┌─ TEXTO DE ORIGEM

Antes de falar sobre o livro Niketche – uma história de
poligamia, de Paulina Chiziane, vou falar sobre como esse livro chegou até
mim. Eu sigo o perfil Leia Mulheres (clube de leitura que pretende incentivar a
leitura de obras escritas por mulheres) no instagram e já tinha visto uma
indicação desse livro no perfil, ele também foi discutido em vários clubes de
leitura pelo Brasil e eu achava muito estranho que um livro sobre poligamia
fosse tão adorado por esses clubes de leitura que, em sua maioria, têm um cunho
feminista. Eu também já tinha ouvido falar muito bem da sua autora, Paulina
Chiziane, mas ainda tinha um pé atrás com o livro e duvidava que fosse gostar
de lê-lo.
Em abril deste ano, participei da Flipoços 2017. Nesta edição
da feira, o país homenageado foi Moçambique e o evento contou com a presença de
vários autores moçambicanos, dentre eles uma única escritora moçambicana: a
Paulina Chiziane. No dia 29 de abril, fomos para o evento para assistir à
cerimônia de abertura. Achamos que fosse ser algo extremamente burocrático,
mas, para nossa surpresa, não foi. Todos homenageados tiveram a oportunidade de
discursar e foi, então, que conhecemos Paulina Chiziane. Que mulher incrível. Sua
fala foi tão intensa que nos conquistou nas primeiras palavras. Sincera,
sensível e certeira, Paulina falou sobre a importância dos moçambicanos,
escravizados pelos portugueses, na construção do Brasil, falou sobre racismo,
falou sobre dor. Apaixonamo-nos por ela e tivemos a certeza de que, sim, valeria a
pena ler seu livro.

└─
┌─ TRECHO DOS DADOS

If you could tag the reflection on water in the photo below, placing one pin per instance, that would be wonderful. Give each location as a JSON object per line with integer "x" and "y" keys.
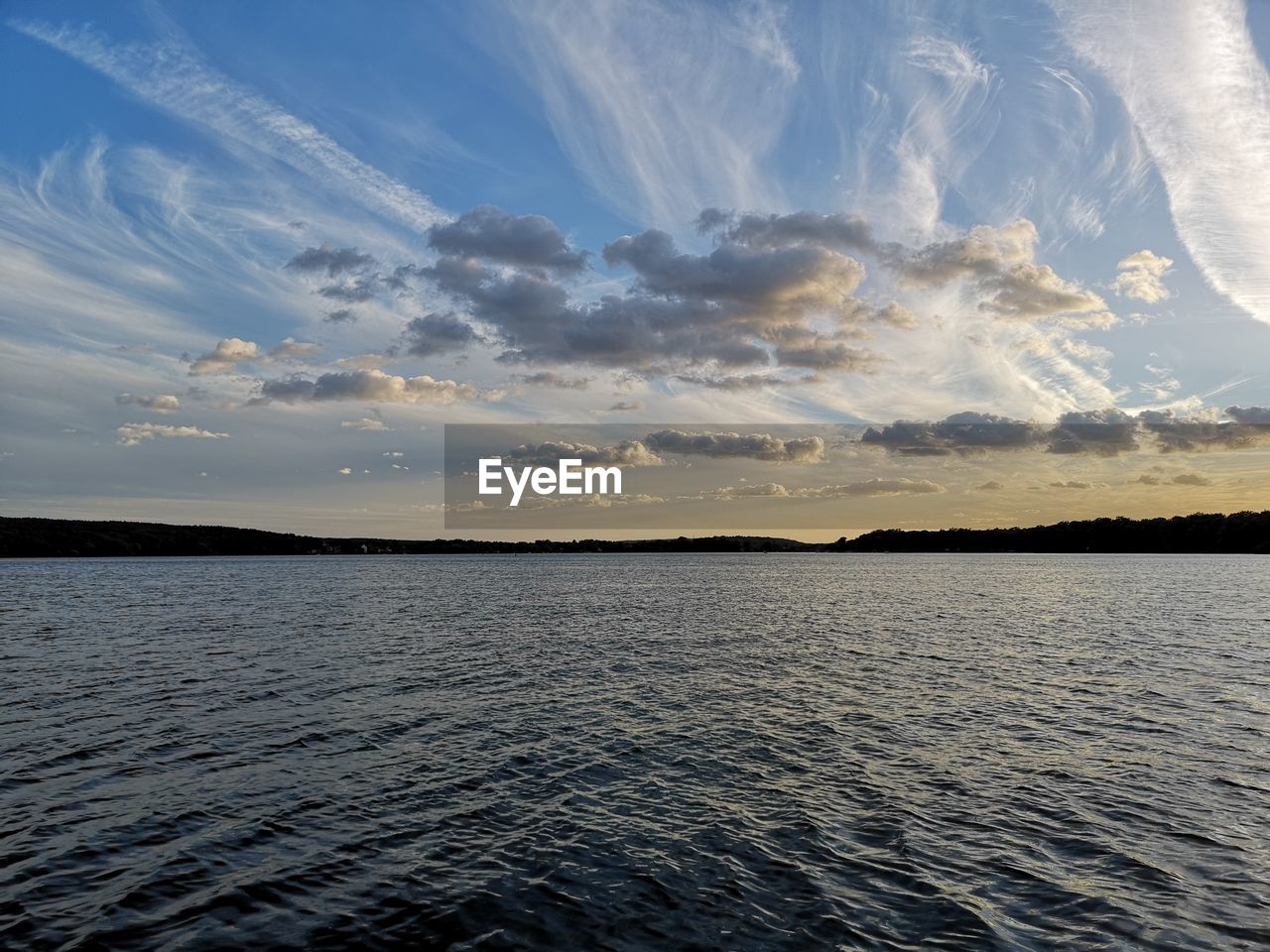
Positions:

└─

* TAREFAS A FAZER:
1) Transcreva do texto sobre o livro Niketche o trecho que vai de "Em abril deste" até "ler seu livro.", incluindo essas palavras.
2) Segundo o texto sobre o livro Niketche, qual país foi homenageado na Flipoços 2017?

* RESPOSTAS POR TAREFA:
1)
Em abril deste ano, participei da Flipoços 2017. Nesta edição
da feira, o país homenageado foi Moçambique e o evento contou com a presença de
vários autores moçambicanos, dentre eles uma única escritora moçambicana: a
Paulina Chiziane. No dia 29 de abril, fomos para o evento para assistir à
cerimônia de abertura. Achamos que fosse ser algo extremamente burocrático,
mas, para nossa surpresa, não foi. Todos homenageados tiveram a oportunidade de
discursar e foi, então, que conhecemos Paulina Chiziane. Que mulher incrível. Sua
fala foi tão intensa que nos conquistou nas primeiras palavras. Sincera,
sensível e certeira, Paulina falou sobre a importância dos moçambicanos,
escravizados pelos portugueses, na construção do Brasil, falou sobre racismo,
falou sobre dor. Apaixonamo-nos por ela e tivemos a certeza de que, sim, valeria a
pena ler seu livro.

2) Moçambique.